**Directions for this task**
Exactly the lines from the one containing "Run detection for: gold earring" to the final line below should be output, and no others.

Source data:
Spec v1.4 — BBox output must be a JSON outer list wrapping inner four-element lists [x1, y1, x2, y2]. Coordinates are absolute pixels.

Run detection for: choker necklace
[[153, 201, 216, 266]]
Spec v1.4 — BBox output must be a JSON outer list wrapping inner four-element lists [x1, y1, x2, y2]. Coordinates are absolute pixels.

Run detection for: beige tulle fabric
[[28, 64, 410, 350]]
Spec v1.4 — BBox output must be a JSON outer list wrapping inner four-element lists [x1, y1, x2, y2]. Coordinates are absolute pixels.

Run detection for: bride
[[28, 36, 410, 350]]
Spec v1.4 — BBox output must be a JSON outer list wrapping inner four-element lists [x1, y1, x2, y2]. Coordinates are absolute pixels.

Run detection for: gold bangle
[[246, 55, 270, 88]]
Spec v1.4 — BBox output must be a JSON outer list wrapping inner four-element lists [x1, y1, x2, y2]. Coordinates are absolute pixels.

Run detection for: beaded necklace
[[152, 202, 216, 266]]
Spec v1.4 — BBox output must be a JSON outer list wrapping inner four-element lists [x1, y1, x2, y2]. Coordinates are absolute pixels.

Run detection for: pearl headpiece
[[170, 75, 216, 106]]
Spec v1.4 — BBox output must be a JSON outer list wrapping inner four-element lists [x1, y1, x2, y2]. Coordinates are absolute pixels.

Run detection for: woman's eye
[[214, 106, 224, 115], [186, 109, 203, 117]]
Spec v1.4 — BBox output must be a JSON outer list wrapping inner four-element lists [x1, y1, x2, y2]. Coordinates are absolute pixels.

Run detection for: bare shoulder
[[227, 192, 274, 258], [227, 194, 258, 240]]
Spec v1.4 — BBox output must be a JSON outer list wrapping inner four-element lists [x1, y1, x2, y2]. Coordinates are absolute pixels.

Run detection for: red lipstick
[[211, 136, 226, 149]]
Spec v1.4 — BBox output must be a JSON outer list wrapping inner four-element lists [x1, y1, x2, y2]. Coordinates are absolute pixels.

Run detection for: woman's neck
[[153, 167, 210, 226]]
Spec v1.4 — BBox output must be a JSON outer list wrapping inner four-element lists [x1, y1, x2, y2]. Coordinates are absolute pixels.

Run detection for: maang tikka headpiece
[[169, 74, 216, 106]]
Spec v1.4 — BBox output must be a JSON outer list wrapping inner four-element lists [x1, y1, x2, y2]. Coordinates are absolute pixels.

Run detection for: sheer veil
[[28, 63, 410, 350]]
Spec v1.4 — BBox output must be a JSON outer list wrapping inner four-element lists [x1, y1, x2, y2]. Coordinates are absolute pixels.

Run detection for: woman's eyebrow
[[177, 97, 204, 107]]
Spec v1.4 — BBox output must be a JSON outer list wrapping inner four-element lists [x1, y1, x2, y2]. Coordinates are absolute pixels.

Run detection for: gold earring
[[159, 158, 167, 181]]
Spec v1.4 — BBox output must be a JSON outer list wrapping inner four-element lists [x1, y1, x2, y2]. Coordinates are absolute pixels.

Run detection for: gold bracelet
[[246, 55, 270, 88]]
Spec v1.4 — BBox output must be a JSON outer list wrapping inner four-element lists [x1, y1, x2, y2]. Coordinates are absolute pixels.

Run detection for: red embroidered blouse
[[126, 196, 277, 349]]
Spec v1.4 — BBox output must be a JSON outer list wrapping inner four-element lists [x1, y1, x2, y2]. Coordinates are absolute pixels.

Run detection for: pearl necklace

**Response to this exercise**
Run detection for: gold earring
[[159, 158, 167, 181]]
Spec v1.4 — BBox output must be a JSON outer list wrapping inner four-element lists [x1, y1, x2, y2]. Coordinates are absolute pixels.

Run detection for: gold bracelet
[[246, 55, 270, 88]]
Spec v1.4 — BBox output must be a JSON outer list wrapping inner four-element lists [x1, y1, x2, y2]. Coordinates are absolute pixels.

Run detection for: red embroidered blouse
[[126, 196, 277, 349]]
Spec v1.4 — BBox output must be a JSON outer list wrapping inner four-element lists [x1, y1, x2, y2]. Coordinates are absolute pixels.

Run detection for: pearl necklace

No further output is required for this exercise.